**Dataset entries**:
_ _ _
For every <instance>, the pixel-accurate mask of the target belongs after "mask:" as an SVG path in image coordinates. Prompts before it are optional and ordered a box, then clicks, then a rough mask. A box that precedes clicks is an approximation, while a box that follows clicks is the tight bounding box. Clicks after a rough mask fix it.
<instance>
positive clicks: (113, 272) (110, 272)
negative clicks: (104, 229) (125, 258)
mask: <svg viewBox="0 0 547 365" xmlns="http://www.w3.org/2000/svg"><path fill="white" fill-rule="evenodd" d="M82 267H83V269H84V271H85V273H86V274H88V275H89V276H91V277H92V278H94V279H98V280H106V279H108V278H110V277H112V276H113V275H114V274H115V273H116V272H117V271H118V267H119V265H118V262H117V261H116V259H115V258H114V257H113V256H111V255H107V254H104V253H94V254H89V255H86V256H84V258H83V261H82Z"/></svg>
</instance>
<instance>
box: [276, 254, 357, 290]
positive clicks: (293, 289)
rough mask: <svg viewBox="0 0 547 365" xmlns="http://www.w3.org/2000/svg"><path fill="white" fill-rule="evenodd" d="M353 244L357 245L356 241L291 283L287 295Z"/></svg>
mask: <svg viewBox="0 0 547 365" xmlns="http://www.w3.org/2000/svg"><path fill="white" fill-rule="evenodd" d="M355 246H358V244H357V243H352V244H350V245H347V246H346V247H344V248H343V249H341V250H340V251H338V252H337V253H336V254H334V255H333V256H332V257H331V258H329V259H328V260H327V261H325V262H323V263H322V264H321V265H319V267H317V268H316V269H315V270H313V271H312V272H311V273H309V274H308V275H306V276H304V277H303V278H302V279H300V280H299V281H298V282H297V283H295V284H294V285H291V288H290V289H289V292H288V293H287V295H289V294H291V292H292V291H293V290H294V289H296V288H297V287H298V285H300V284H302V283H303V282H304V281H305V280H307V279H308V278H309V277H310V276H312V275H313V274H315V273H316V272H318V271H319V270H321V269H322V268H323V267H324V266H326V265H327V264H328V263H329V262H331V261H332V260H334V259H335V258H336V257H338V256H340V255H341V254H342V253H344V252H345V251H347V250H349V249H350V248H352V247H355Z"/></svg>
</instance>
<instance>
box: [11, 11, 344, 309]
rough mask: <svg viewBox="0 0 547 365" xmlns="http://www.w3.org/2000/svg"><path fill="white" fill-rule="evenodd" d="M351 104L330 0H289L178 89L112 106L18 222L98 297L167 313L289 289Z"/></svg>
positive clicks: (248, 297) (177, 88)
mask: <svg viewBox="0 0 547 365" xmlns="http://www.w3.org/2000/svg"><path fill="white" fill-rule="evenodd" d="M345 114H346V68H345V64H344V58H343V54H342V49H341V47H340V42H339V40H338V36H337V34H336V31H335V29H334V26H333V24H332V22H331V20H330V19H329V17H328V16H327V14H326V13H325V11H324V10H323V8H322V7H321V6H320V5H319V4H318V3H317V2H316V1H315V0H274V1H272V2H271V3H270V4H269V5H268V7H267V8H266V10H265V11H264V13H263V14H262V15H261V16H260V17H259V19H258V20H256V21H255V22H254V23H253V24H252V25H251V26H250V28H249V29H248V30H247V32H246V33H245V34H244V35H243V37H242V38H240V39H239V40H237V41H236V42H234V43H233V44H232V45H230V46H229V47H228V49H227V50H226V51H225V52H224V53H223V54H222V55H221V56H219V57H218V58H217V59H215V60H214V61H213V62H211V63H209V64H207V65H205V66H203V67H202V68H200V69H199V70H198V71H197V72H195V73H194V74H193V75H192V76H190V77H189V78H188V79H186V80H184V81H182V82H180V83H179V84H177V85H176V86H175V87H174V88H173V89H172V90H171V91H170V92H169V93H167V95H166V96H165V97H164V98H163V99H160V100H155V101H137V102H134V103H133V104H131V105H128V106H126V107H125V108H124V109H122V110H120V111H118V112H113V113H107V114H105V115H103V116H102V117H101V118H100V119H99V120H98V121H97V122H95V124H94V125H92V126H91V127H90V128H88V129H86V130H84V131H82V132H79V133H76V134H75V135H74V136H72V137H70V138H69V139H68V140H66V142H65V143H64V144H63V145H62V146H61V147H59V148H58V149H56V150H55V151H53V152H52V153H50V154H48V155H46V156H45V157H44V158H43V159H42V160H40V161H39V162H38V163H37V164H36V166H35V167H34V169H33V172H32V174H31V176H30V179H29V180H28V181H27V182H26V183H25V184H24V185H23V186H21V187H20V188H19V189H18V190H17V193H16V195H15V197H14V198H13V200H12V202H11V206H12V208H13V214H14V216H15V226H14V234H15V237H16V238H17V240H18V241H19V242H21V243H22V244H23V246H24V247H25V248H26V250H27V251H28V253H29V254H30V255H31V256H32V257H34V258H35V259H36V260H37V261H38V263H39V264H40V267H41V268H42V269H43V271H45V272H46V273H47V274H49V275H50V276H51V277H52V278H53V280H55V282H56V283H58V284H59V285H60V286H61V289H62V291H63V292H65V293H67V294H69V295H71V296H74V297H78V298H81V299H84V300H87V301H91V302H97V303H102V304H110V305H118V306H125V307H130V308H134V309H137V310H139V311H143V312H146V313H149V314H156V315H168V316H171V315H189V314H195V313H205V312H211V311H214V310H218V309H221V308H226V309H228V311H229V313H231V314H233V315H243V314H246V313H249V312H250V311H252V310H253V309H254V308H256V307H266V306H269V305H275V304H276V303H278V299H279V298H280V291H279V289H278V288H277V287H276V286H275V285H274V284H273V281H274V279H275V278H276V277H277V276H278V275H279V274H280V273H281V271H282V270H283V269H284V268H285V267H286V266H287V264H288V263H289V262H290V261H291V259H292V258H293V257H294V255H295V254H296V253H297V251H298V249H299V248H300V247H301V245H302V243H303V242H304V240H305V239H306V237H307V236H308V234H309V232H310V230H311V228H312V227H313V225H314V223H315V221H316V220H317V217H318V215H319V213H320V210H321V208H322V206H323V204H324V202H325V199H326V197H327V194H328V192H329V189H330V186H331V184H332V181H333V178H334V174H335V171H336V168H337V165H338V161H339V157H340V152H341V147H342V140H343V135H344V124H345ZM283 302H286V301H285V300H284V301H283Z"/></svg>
_ _ _
**What to work on**: Write out every record, exactly as written.

**Solution to the exercise**:
For every <instance>, the pixel-accurate mask of the target belongs after "mask:" as an SVG path in image coordinates. Prompts before it are optional and ordered a box, then clicks, then a rough mask. A box that precedes clicks is an approximation, while a box that follows clicks is the tight bounding box. Clicks after a rough mask fix it.
<instance>
positive clicks: (113, 272) (110, 272)
negative clicks: (104, 229) (125, 258)
mask: <svg viewBox="0 0 547 365" xmlns="http://www.w3.org/2000/svg"><path fill="white" fill-rule="evenodd" d="M82 267H83V269H84V271H85V273H86V274H88V275H89V276H91V277H92V278H94V279H98V280H106V279H108V278H110V277H112V276H113V275H114V274H115V273H116V272H117V271H118V267H119V265H118V262H117V261H116V259H115V258H114V257H113V256H111V255H107V254H104V253H94V254H89V255H86V256H84V258H83V261H82Z"/></svg>
</instance>
<instance>
box: [276, 254, 357, 290]
positive clicks: (293, 289)
rough mask: <svg viewBox="0 0 547 365" xmlns="http://www.w3.org/2000/svg"><path fill="white" fill-rule="evenodd" d="M353 244L357 245L356 241L291 283L287 295Z"/></svg>
mask: <svg viewBox="0 0 547 365" xmlns="http://www.w3.org/2000/svg"><path fill="white" fill-rule="evenodd" d="M355 246H358V244H357V243H352V244H350V245H347V246H346V247H344V248H343V249H341V250H340V251H338V252H337V253H336V254H334V255H333V256H332V257H331V258H329V259H328V260H327V261H325V262H323V263H322V264H321V265H319V267H317V268H316V269H315V270H313V271H312V272H311V273H309V274H308V275H306V276H304V277H303V278H302V279H300V280H299V281H298V282H297V283H295V284H294V285H291V288H290V289H289V292H288V293H287V295H289V294H291V292H292V291H293V290H294V289H296V288H297V287H298V285H300V284H302V283H303V282H304V281H305V280H307V279H308V278H309V277H310V276H312V275H313V274H315V273H316V272H318V271H319V270H321V269H322V268H323V267H324V266H326V265H327V264H328V263H329V262H331V261H332V260H334V259H335V258H336V257H338V256H340V255H341V254H342V253H344V252H345V251H347V250H349V249H350V248H352V247H355Z"/></svg>
</instance>
<instance>
box: [11, 11, 344, 309]
rough mask: <svg viewBox="0 0 547 365" xmlns="http://www.w3.org/2000/svg"><path fill="white" fill-rule="evenodd" d="M351 104L330 0H289L178 89L112 106L18 222L98 297L167 313L289 289Z"/></svg>
positive clicks: (248, 297) (177, 88)
mask: <svg viewBox="0 0 547 365" xmlns="http://www.w3.org/2000/svg"><path fill="white" fill-rule="evenodd" d="M345 114H346V68H345V64H344V58H343V54H342V49H341V47H340V42H339V40H338V36H337V34H336V31H335V29H334V26H333V24H332V22H331V20H330V19H329V17H328V16H327V14H326V13H325V11H324V10H323V8H322V7H321V6H320V5H319V4H318V3H317V2H316V1H315V0H274V1H272V2H271V3H270V4H269V5H268V7H267V8H266V10H265V11H264V13H263V14H262V15H261V16H260V17H259V19H258V20H256V21H255V22H254V23H253V24H252V25H251V26H250V28H249V29H248V30H247V32H246V33H245V34H244V35H243V37H242V38H240V39H239V40H237V41H236V42H234V43H233V44H232V45H230V46H229V47H228V49H227V50H226V51H225V52H224V53H223V54H222V55H221V56H219V57H218V58H217V59H215V60H214V61H213V62H211V63H209V64H207V65H205V66H203V67H202V68H200V69H199V70H198V71H197V72H195V73H194V74H193V75H192V76H190V77H189V78H188V79H186V80H184V81H182V82H180V83H179V84H177V85H176V86H175V87H174V88H173V89H172V90H171V91H170V92H169V93H167V95H166V96H165V97H164V98H163V99H160V100H155V101H137V102H134V103H133V104H131V105H128V106H126V107H125V108H124V109H122V110H120V111H118V112H113V113H107V114H105V115H103V116H102V117H101V118H100V119H99V120H98V121H97V122H95V124H94V125H92V126H91V127H90V128H88V129H86V130H84V131H82V132H79V133H76V134H75V135H74V136H72V137H70V138H69V139H68V140H66V142H65V143H64V144H63V145H62V146H61V147H59V148H58V149H56V150H55V151H53V152H52V153H50V154H48V155H46V156H45V157H44V158H43V159H42V160H40V161H39V162H38V163H37V164H36V166H35V167H34V169H33V172H32V174H31V176H30V179H29V180H28V181H27V182H26V183H25V184H24V185H23V186H21V187H20V188H19V189H18V190H17V193H16V195H15V197H14V198H13V200H12V202H11V206H12V208H13V214H14V216H15V226H14V234H15V237H16V238H17V240H18V241H19V242H21V243H22V244H23V246H24V247H25V248H26V250H27V251H28V253H29V254H30V255H31V256H32V257H34V258H35V259H36V260H37V261H38V263H39V264H40V267H41V268H42V269H43V271H45V272H46V273H47V274H49V275H50V276H51V277H52V278H53V280H55V282H56V283H58V284H59V285H60V286H61V289H62V291H63V292H65V293H67V294H69V295H71V296H74V297H78V298H81V299H84V300H87V301H91V302H97V303H102V304H110V305H118V306H125V307H130V308H134V309H137V310H139V311H143V312H146V313H149V314H156V315H168V316H171V315H189V314H195V313H205V312H211V311H214V310H218V309H221V308H226V309H228V311H229V313H231V314H233V315H243V314H246V313H249V312H250V311H252V310H253V309H254V308H256V307H266V306H269V305H275V304H276V303H278V299H279V298H280V291H279V289H278V288H277V287H276V286H275V285H274V284H273V281H274V279H275V278H276V277H277V276H278V275H279V274H280V273H281V271H282V270H283V269H284V268H285V267H286V266H287V264H288V263H289V262H290V261H291V259H292V258H293V257H294V255H295V254H296V253H297V251H298V249H299V248H300V247H301V245H302V243H303V242H304V240H305V239H306V237H307V236H308V234H309V232H310V230H311V228H312V227H313V225H314V223H315V221H316V220H317V217H318V215H319V213H320V210H321V208H322V206H323V204H324V202H325V199H326V197H327V194H328V192H329V189H330V186H331V184H332V181H333V178H334V174H335V171H336V168H337V165H338V161H339V157H340V152H341V147H342V140H343V135H344V124H345ZM283 302H286V301H285V300H284V301H283Z"/></svg>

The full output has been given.